> [引用段落]:
▬▬▬

时间:2022-09-06 理论教育 版权反馈
【摘要】:西域出土古藏文文献表明,在吐蕃占领西域的诸多地区多有堡寨的设置,关于这一基层管理机构的设置及原因,详见第四节。

第三节 吐蕃控制西域的基层军事建制及其军事地理特征

关于吐蕃在西域地区的制度,前贤有不少富有成就的研究,张云对吐蕃在西域时期的制度体系[29]和部落组织的分布与组成[30]进行过系统的论述,还利用新疆出土古藏文文献,整理出吐蕃在西域时期的职官计44种[31],从吐蕃的制度、早期的部落特征到后来的职官系列,做了相应的研究。武绍内人《吐蕃军事建制及其在于阗罗布泊的活动》利用西域出土木简,讨论了吐蕃的西域的军事体系的组织形成及其特点[32]。此外,对吐蕃在西域地区的一些具体职官及其职掌,也有较多研究,其中也往往涉及管理制度的性质与特征,如陆离《吐蕃统治河陇西域时期的军事、畜牧业职官二题》[33]、《吐蕃统治河陇西域时职官四题》[34]、杨铭、何宁生《曹(Tshar)——吐蕃统治敦煌及西域的一级基层兵制》[35]、杨铭《新刊西域古藏语言写本所见的吐蕃官吏研究》[36]等等。这些成果对探讨吐蕃占领西域后的军政管理制度的体系具有重要意义,并为吐蕃占领区管理模式及特征的研究颇有助益。

以下拟在前贤研究的基础上,探讨吐蕃势力从青藏高原进入西域后,面对不同自然地理环境、不同生产生活方式、不同区域文化特征的新占领区,其军事管理体系的运作特征,并在此基础上考察吐蕃管理模式在其制度体系内的转换情况。

▬▬▬

> [给定数据]:
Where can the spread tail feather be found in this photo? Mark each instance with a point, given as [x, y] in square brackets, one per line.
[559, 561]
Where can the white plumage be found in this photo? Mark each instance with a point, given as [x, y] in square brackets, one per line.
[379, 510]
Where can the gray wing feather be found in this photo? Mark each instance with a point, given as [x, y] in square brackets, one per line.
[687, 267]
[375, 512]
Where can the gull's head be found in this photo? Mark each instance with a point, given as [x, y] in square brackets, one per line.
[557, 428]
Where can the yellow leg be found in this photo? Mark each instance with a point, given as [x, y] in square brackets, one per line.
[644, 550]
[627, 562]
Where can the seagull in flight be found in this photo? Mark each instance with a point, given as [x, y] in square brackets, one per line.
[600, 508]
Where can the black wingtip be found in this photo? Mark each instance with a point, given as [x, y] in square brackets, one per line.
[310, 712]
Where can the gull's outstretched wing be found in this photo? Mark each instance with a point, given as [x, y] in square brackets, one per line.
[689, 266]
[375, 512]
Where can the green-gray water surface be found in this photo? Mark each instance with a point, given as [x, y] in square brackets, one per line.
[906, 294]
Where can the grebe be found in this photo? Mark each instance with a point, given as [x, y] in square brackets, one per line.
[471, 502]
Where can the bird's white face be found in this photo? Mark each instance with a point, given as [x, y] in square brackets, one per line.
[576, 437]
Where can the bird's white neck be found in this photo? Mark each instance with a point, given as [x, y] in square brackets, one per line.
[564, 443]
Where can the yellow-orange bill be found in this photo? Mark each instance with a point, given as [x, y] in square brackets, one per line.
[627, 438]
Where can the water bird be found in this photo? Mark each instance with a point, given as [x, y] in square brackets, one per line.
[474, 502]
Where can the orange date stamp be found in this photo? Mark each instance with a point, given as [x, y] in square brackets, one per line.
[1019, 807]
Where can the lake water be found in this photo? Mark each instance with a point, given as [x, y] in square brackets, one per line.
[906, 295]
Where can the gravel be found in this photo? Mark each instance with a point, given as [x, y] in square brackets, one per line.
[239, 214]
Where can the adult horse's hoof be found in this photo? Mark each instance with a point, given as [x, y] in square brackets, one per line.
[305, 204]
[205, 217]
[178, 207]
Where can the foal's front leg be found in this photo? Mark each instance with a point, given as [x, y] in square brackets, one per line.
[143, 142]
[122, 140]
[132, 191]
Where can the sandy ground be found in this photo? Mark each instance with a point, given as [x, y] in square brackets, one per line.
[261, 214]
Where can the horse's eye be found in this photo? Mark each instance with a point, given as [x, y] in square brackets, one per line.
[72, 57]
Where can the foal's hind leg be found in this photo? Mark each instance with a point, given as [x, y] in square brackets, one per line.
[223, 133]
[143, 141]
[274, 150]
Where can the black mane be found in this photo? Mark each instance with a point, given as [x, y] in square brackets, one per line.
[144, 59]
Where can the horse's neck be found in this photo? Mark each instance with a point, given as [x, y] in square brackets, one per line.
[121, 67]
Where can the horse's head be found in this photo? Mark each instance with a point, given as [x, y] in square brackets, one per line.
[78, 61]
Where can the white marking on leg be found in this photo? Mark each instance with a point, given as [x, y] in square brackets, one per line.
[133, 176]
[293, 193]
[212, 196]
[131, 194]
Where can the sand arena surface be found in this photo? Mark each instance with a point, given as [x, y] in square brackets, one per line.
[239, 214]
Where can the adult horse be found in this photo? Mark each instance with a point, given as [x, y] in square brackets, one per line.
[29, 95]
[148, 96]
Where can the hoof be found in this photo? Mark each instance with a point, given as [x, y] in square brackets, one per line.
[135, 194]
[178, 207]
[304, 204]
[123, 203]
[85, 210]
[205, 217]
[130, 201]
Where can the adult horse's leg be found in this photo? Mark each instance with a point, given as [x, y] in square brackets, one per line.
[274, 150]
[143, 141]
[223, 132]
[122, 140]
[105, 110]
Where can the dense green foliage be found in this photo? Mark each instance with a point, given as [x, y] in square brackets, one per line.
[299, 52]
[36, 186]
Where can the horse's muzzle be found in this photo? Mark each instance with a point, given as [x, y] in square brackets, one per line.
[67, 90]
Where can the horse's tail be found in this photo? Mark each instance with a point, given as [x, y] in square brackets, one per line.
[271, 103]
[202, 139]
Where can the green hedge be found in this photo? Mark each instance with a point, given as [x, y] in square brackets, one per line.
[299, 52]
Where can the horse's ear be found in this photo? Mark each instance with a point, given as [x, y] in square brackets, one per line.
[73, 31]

▬▬▬

> [任务]: 请用两句话概括引用段落。 这些数据与引用段落无关。

> [本题结果]: 前人对吐蕃在西域的制度已有不少研究,涉及制度体系、部落组织、职官及军事体系等,这些成果对探讨吐蕃占领西域后的军政管理制度体系具有重要意义。文中拟在此基础上,探讨吐蕃进入西域后面对自然环境、生产生活方式和区域文化各异的新占领区时其军事管理体系的运作特征,并考察吐蕃管理模式在其制度体系内的转换情况。